Rows of box annotation data>
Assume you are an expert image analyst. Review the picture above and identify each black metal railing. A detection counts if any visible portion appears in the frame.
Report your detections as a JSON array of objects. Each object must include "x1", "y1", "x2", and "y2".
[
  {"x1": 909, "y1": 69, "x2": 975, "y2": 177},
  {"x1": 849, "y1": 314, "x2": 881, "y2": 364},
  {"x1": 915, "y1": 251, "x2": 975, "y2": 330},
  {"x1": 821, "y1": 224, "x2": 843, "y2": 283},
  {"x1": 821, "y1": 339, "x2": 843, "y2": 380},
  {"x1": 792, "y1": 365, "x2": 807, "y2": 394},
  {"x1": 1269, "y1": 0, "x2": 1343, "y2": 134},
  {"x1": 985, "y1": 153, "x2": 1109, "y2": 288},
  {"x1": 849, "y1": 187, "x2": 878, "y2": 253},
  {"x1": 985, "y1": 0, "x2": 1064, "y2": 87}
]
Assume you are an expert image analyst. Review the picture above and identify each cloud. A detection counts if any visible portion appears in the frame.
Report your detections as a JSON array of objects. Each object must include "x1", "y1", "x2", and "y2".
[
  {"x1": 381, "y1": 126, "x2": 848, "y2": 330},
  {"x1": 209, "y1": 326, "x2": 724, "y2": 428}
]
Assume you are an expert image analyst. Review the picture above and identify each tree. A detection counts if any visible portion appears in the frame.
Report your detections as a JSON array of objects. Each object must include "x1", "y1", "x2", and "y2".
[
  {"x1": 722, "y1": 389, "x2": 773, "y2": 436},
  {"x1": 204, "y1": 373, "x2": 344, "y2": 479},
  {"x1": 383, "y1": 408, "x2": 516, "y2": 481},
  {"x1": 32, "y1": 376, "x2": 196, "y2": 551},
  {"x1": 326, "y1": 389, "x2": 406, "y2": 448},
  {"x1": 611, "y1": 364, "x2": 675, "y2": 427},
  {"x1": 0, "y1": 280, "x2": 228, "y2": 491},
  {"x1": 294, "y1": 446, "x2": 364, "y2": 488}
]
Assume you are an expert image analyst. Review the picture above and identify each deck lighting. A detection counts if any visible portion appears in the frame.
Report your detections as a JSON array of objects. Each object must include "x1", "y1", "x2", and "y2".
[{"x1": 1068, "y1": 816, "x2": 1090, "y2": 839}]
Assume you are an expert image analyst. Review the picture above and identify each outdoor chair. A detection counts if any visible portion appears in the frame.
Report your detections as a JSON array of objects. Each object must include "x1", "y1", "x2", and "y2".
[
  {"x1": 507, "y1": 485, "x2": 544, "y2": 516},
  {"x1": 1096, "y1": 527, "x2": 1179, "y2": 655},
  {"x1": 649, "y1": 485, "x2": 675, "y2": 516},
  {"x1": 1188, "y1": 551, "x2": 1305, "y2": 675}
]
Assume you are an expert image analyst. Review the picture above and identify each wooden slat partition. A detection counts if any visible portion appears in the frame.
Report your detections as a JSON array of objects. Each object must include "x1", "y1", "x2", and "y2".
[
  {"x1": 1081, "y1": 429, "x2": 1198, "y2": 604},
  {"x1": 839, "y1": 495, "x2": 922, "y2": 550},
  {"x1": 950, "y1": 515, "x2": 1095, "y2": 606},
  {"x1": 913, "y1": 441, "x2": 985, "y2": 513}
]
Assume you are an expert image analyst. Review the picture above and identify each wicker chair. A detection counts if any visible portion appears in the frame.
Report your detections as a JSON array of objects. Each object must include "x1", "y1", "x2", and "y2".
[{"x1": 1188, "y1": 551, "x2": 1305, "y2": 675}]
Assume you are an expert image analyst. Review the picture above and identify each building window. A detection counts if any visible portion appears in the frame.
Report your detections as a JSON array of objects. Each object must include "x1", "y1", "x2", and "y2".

Exercise> Update the lines from the one containing "identify each building" through the last line, replacing "building window" with "storefront window" and changing nothing else.

Full response>
Assume you are an expert image analyst. Review the picture above and identify each storefront window. A detection counts if any visible portion appears in the frame.
Report your detections as a JSON array of objects. Each object must include "x1", "y1", "x2", and "y2".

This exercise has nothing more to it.